## 题目
请找出下面材料中所有包含单词“goal”的行，并把这些行完整抄录出来，匹配时区分大小写。

"""

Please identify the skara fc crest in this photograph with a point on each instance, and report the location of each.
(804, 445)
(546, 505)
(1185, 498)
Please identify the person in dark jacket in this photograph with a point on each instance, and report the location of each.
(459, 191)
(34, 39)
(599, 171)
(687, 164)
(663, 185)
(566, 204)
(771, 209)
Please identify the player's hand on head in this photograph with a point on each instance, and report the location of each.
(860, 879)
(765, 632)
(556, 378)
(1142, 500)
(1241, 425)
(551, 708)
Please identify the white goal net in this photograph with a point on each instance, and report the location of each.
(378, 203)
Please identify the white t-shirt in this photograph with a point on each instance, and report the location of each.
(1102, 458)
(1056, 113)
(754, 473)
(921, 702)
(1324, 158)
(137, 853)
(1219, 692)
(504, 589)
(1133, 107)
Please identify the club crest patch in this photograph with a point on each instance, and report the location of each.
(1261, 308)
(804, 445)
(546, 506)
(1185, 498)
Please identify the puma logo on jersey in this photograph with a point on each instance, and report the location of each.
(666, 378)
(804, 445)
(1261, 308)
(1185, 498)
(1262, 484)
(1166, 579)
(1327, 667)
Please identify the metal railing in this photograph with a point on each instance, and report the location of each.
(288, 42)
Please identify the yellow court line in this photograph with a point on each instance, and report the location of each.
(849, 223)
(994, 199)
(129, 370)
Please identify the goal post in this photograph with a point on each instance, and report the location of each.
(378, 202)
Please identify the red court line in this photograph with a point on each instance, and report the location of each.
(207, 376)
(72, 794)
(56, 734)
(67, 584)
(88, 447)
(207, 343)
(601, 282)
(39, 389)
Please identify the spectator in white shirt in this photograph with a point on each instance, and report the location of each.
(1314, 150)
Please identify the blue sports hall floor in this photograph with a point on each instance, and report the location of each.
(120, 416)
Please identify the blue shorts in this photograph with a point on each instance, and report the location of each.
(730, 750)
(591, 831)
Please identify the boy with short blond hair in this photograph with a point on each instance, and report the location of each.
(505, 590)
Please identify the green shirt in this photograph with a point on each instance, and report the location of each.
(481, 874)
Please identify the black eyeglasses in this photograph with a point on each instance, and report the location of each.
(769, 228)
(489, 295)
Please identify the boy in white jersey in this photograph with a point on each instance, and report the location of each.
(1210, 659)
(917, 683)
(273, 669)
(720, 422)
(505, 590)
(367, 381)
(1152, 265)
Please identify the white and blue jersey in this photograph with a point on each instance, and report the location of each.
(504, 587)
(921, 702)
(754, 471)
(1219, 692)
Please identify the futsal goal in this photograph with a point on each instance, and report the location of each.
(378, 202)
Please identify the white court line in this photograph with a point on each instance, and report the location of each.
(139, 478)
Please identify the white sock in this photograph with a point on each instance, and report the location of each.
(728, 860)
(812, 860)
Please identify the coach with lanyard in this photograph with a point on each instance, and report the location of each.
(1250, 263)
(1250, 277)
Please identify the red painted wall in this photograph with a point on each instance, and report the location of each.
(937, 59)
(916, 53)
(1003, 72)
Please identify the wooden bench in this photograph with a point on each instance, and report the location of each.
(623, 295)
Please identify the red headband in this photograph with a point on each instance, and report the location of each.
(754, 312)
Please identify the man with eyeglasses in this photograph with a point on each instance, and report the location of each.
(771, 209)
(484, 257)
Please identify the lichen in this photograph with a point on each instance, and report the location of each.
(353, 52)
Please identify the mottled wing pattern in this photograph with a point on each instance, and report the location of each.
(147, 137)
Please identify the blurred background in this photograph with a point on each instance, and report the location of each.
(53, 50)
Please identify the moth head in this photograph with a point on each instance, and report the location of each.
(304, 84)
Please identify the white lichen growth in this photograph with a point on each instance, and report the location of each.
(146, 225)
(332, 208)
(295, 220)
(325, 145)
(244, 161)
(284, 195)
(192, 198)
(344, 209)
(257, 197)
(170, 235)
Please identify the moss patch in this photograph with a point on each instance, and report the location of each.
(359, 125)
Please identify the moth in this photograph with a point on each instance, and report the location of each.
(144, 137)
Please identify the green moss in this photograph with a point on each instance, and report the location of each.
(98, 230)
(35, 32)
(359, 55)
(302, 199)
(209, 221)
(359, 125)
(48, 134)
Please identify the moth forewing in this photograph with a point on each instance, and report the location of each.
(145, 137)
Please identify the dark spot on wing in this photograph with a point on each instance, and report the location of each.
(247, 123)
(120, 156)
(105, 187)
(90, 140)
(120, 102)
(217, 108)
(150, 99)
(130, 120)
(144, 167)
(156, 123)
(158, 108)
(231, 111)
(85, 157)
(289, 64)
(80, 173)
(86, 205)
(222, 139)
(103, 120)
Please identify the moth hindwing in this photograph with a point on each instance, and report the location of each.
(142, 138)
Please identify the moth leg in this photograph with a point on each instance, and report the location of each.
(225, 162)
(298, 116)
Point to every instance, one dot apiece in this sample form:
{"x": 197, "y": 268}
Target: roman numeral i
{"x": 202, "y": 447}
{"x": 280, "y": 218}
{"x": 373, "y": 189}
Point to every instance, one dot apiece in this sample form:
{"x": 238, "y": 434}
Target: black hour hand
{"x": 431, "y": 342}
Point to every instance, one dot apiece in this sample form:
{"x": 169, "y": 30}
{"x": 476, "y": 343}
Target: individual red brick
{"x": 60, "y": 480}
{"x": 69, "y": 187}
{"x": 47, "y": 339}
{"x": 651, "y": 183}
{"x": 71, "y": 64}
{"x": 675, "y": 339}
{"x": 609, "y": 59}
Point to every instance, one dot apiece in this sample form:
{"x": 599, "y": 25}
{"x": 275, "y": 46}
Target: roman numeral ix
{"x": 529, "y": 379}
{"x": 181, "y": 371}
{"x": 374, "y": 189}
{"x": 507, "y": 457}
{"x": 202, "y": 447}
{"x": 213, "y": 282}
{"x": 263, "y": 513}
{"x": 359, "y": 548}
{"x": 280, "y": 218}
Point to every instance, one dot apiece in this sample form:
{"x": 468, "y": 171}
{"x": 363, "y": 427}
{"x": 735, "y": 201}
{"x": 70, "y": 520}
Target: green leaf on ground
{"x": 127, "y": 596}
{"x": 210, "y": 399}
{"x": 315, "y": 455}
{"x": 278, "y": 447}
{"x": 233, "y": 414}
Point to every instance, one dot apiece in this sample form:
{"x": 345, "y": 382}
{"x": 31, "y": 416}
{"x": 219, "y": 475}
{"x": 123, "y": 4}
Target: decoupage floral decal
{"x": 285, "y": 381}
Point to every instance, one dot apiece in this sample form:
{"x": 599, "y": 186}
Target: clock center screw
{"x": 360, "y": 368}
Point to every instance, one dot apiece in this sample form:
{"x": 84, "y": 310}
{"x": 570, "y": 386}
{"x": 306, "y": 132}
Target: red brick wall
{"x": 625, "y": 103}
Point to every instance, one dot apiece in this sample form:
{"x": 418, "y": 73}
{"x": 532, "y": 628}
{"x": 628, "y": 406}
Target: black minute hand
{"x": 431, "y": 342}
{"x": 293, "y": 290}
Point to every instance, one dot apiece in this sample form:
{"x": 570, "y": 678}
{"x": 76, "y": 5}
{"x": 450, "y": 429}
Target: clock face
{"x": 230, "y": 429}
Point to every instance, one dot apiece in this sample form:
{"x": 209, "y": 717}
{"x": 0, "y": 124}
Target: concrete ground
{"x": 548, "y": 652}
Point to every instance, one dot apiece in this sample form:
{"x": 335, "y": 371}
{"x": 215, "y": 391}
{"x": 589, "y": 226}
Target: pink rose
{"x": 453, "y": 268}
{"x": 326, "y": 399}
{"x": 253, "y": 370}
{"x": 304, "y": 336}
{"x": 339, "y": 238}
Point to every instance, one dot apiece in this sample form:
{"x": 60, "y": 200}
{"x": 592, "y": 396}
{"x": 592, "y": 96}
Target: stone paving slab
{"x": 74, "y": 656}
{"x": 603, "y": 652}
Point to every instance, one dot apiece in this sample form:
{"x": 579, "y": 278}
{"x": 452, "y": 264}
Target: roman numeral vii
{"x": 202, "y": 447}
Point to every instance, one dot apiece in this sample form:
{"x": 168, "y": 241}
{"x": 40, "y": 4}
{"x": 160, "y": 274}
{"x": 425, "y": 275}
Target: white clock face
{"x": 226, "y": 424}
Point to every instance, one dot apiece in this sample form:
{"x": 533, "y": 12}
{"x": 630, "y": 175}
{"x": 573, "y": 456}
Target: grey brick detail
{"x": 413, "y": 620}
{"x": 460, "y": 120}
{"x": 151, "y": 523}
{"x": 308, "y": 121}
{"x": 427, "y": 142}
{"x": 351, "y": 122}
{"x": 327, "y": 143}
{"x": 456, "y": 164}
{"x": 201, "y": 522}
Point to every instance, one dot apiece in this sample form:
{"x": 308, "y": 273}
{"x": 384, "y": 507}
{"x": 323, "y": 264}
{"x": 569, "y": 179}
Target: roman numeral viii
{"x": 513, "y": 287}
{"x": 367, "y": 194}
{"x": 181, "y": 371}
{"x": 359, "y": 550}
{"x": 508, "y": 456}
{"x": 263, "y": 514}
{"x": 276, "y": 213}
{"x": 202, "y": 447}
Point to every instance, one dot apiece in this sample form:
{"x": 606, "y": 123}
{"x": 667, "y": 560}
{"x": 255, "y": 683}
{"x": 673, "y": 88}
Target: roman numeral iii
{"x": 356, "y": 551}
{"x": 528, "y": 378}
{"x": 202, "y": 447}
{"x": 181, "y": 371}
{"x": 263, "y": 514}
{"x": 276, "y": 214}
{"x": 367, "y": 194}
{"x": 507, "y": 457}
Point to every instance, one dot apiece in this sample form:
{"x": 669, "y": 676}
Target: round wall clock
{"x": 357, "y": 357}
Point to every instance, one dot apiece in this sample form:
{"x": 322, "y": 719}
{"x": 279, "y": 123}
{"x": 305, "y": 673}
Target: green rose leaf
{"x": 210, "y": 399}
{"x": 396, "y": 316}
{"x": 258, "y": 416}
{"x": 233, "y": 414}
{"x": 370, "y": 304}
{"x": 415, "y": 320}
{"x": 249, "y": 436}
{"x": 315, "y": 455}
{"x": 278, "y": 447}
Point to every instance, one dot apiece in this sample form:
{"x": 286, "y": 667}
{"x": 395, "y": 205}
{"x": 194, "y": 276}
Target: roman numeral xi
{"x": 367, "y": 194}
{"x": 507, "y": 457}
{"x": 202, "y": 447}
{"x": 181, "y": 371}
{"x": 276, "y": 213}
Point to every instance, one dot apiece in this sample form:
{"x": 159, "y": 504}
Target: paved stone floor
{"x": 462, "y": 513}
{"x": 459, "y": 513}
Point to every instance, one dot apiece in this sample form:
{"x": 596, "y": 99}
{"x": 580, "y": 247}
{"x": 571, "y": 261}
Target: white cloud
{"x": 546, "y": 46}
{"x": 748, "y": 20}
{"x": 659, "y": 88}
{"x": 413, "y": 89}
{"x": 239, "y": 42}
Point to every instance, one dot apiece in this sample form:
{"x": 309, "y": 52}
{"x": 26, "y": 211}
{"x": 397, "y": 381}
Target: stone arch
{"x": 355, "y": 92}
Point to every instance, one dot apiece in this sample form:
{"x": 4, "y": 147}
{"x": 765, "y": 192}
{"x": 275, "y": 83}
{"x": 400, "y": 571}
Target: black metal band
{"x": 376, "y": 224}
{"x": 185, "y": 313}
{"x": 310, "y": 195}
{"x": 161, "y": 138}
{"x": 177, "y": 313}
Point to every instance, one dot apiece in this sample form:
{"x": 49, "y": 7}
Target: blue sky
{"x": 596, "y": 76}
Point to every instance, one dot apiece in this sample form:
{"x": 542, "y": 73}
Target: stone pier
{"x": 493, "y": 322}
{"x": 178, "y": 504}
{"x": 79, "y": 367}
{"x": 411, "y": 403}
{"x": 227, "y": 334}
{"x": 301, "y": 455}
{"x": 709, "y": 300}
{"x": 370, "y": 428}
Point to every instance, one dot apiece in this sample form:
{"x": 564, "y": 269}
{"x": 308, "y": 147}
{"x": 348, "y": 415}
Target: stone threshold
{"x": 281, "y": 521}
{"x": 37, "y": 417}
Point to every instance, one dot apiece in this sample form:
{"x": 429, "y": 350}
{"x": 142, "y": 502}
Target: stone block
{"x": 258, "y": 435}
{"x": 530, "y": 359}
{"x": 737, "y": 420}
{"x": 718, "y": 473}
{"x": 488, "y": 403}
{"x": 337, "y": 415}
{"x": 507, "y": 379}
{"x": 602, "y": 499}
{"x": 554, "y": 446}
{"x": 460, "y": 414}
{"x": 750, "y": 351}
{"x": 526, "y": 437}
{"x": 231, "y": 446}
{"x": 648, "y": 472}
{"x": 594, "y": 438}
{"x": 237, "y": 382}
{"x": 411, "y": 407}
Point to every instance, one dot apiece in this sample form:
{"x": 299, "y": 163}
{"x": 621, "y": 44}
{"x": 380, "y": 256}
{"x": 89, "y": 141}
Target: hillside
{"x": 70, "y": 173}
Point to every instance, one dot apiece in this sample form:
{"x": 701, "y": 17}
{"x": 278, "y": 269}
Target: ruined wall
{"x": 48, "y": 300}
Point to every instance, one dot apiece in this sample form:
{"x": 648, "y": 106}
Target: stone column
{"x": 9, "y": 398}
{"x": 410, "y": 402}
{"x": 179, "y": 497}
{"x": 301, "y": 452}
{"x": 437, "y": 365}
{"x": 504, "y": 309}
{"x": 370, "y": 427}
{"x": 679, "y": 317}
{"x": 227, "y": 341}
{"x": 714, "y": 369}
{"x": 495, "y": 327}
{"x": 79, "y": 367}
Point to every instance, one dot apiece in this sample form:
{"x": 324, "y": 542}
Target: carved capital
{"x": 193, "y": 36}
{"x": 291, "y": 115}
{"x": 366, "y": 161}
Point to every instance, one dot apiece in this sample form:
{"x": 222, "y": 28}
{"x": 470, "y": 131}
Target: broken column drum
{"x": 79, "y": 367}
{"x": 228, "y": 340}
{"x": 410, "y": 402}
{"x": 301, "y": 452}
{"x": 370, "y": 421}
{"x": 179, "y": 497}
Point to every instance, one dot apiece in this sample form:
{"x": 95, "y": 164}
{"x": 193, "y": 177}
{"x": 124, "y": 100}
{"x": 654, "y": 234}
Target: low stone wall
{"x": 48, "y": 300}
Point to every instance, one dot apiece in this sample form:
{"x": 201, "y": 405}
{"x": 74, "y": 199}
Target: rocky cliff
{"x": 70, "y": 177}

"""

## 输出结果
Please identify the white goal net in this photograph with a point on each instance, and report the location of each.
Please identify the goal post in this photograph with a point on each instance, and report the location of each.
Please identify the futsal goal in this photograph with a point on each instance, and report the location of each.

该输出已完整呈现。